### PROBLEM DETAILS
Rewrite the records below, replacing every "appreciated" with "helpful" and keeping everything else the same.
_ _ _
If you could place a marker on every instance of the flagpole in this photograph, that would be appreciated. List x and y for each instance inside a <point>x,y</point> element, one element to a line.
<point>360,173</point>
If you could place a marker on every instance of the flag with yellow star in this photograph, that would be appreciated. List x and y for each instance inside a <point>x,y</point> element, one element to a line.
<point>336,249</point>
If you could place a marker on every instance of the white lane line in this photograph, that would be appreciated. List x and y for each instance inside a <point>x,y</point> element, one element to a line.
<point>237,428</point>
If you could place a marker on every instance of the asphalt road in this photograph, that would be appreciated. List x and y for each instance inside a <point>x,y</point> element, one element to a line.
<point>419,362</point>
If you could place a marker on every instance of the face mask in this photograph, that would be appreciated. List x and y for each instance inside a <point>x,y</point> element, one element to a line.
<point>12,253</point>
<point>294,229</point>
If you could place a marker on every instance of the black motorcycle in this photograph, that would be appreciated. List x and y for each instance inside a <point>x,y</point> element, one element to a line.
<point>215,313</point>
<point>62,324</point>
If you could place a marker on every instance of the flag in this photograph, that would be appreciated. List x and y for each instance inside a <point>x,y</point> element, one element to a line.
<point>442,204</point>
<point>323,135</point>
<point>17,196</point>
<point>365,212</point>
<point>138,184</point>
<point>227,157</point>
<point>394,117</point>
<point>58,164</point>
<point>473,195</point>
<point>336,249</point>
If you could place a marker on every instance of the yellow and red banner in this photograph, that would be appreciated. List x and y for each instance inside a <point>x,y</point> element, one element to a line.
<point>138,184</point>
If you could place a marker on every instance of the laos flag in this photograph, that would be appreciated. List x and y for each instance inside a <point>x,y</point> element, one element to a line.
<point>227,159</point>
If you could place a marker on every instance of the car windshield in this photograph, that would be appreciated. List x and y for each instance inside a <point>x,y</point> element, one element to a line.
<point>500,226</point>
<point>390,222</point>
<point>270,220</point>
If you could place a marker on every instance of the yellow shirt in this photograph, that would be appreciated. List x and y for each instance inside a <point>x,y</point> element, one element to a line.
_ _ _
### EXERCISE RESPONSE
If you could place a marker on every instance of the flagpole in this photograph, that would be helpful. List x and y for each instance inside a <point>x,y</point> element, one element to a line.
<point>360,173</point>
If you could place a marker on every instance of the flag with yellow star in this photograph, that would be helpful. List x and y for each instance inside a <point>x,y</point> element, one element to a line.
<point>336,249</point>
If you could place a marker on every instance of the white lane line in this photograph, that would be helpful. List x and y for each instance inside a <point>x,y</point> element, one element to a line.
<point>237,428</point>
If you could place a marker on every instance of the asphalt road in this photograph, that would be helpful. List x and y for each instance inside a <point>x,y</point> element, one element to a line.
<point>419,362</point>
If you could place a marker on every instance of the face mask in this photograph, that would be helpful. List x and y for each instance inside a <point>x,y</point> element, one element to a line.
<point>12,253</point>
<point>294,229</point>
If you could place a marker on every instance of the black motorcycle in this photograph, that would be helpful. List x and y for each instance inside a <point>x,y</point> element, one element to a line.
<point>215,313</point>
<point>62,324</point>
If you could place a marker on every instance of the flag in this photograph, that would be helpful. List x and y for each instance inside a <point>x,y</point> element, one element to a line.
<point>442,204</point>
<point>323,135</point>
<point>17,196</point>
<point>365,212</point>
<point>138,184</point>
<point>227,157</point>
<point>394,117</point>
<point>58,164</point>
<point>473,195</point>
<point>336,249</point>
If you could place a marker on every instance of the yellow and red banner in this photograph, that would be helpful. List x and y for each instance inside a <point>x,y</point> element, one element to a line.
<point>138,184</point>
If you could place a marker on every instance of the laos flag in this photograph, that would be helpful. List x and y for each instance inside a <point>x,y</point> element, one element to a line.
<point>227,159</point>
If you could place a marker on every instance of the car windshield in this photograph, that would be helpful. List x and y for each instance inside a <point>x,y</point> element, one element to a line.
<point>500,226</point>
<point>390,222</point>
<point>270,220</point>
If you could place a marker on every instance of the yellow shirt in this photograph, that would be helpful. List x and y for each instance inside a <point>x,y</point> element, one element to a line.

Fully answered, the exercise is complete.